*REQUIREMENTS*. Put every line of the material below into a Markdown table with the columns "Row" and "Line", starting at the line that contains "For every instance of the white delivery" and going down through the end of the material, with both ends included. Number each row and leave out blank lines.

*EXTRACTED ENTRIES*.

◇ ◇ ◇ ◇ ◇

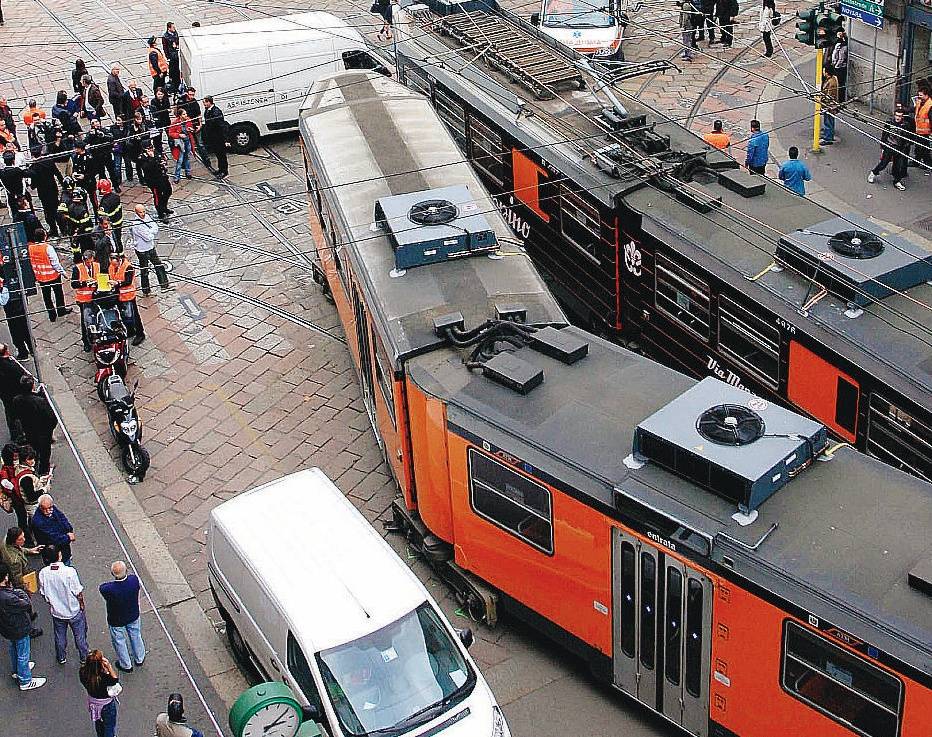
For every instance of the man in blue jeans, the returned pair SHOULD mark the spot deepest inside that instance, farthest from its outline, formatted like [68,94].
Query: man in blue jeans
[15,625]
[122,597]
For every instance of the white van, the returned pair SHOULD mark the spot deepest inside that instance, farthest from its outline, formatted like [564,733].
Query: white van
[259,71]
[313,596]
[595,29]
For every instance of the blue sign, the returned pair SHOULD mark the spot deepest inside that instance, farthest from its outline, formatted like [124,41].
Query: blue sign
[862,15]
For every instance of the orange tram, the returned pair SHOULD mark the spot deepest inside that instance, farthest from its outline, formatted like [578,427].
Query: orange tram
[712,555]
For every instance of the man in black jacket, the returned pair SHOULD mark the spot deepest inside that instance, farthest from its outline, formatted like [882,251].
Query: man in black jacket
[38,421]
[895,142]
[152,172]
[11,372]
[16,617]
[215,136]
[170,43]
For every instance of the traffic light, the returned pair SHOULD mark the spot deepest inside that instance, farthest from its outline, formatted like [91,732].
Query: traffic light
[806,26]
[828,26]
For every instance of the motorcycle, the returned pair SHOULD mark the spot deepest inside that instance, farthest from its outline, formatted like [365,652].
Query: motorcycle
[107,333]
[125,425]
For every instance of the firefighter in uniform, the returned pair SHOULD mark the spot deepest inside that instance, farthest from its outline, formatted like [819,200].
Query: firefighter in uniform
[84,282]
[49,273]
[123,275]
[157,63]
[111,208]
[79,224]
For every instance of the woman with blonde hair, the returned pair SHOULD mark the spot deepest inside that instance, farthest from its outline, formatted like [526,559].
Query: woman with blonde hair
[99,678]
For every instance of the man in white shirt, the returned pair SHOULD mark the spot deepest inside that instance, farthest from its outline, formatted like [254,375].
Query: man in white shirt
[145,230]
[61,588]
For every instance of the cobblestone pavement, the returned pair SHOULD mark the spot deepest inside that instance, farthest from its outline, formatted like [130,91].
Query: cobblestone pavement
[233,395]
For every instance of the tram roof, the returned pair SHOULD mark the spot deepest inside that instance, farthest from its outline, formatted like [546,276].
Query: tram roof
[891,337]
[848,531]
[374,138]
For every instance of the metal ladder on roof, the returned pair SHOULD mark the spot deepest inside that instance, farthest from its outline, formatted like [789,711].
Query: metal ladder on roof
[510,50]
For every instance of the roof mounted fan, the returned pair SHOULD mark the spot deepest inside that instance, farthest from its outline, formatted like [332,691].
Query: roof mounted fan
[730,424]
[856,244]
[433,212]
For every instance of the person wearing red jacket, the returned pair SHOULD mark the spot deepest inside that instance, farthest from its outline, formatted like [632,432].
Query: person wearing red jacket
[181,137]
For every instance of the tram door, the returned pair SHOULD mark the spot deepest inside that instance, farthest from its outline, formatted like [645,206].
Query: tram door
[661,629]
[365,361]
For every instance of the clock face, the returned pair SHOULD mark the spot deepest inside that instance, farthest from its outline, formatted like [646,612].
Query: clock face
[273,720]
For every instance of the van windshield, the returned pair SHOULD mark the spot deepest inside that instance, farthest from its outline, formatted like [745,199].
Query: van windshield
[396,678]
[577,14]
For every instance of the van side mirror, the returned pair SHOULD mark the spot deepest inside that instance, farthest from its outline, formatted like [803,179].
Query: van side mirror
[466,637]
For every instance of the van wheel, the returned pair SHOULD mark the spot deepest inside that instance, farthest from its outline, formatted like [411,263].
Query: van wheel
[244,137]
[238,645]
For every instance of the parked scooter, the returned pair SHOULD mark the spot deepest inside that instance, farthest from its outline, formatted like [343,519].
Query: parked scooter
[107,333]
[125,425]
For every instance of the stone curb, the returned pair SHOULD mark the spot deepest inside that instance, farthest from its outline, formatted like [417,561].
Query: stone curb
[165,581]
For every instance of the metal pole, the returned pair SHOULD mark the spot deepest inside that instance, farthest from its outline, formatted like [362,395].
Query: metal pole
[870,105]
[817,118]
[22,291]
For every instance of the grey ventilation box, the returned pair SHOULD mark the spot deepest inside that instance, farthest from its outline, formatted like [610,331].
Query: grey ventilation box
[435,225]
[849,258]
[733,443]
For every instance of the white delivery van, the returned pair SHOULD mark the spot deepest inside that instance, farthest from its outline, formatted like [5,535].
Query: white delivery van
[259,71]
[592,28]
[313,596]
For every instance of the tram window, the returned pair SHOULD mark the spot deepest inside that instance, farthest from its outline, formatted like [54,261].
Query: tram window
[898,438]
[674,626]
[486,150]
[385,375]
[846,406]
[694,634]
[839,684]
[580,222]
[452,114]
[749,341]
[628,591]
[511,501]
[682,296]
[648,609]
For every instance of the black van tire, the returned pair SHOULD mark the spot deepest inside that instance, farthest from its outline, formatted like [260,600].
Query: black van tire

◇ ◇ ◇ ◇ ◇

*REPLY*.
| Row | Line |
|---|---|
| 1 | For every instance of the white delivery van, the returned pair SHOULD mark the spot deepest inside that instance, farthest from its outline, formatted like [5,535]. |
| 2 | Query: white delivery van |
| 3 | [259,71] |
| 4 | [592,28] |
| 5 | [313,596] |
| 6 | For every instance of the tram window, the returned pair SHOULD mark the spot deepest inside that instance, farthest from its outline, formatted like [54,261]. |
| 7 | Query: tram window |
| 8 | [898,438] |
| 9 | [674,626] |
| 10 | [486,150] |
| 11 | [385,375] |
| 12 | [846,406] |
| 13 | [694,634] |
| 14 | [839,684] |
| 15 | [580,222] |
| 16 | [452,114] |
| 17 | [749,341] |
| 18 | [628,591] |
| 19 | [511,501] |
| 20 | [682,296] |
| 21 | [648,609] |
| 22 | For every instance of the black van tire, the returned pair SHOULD mark the spot deepest inside that instance, farthest from its outline, formatted like [260,600]. |
| 23 | Query: black van tire |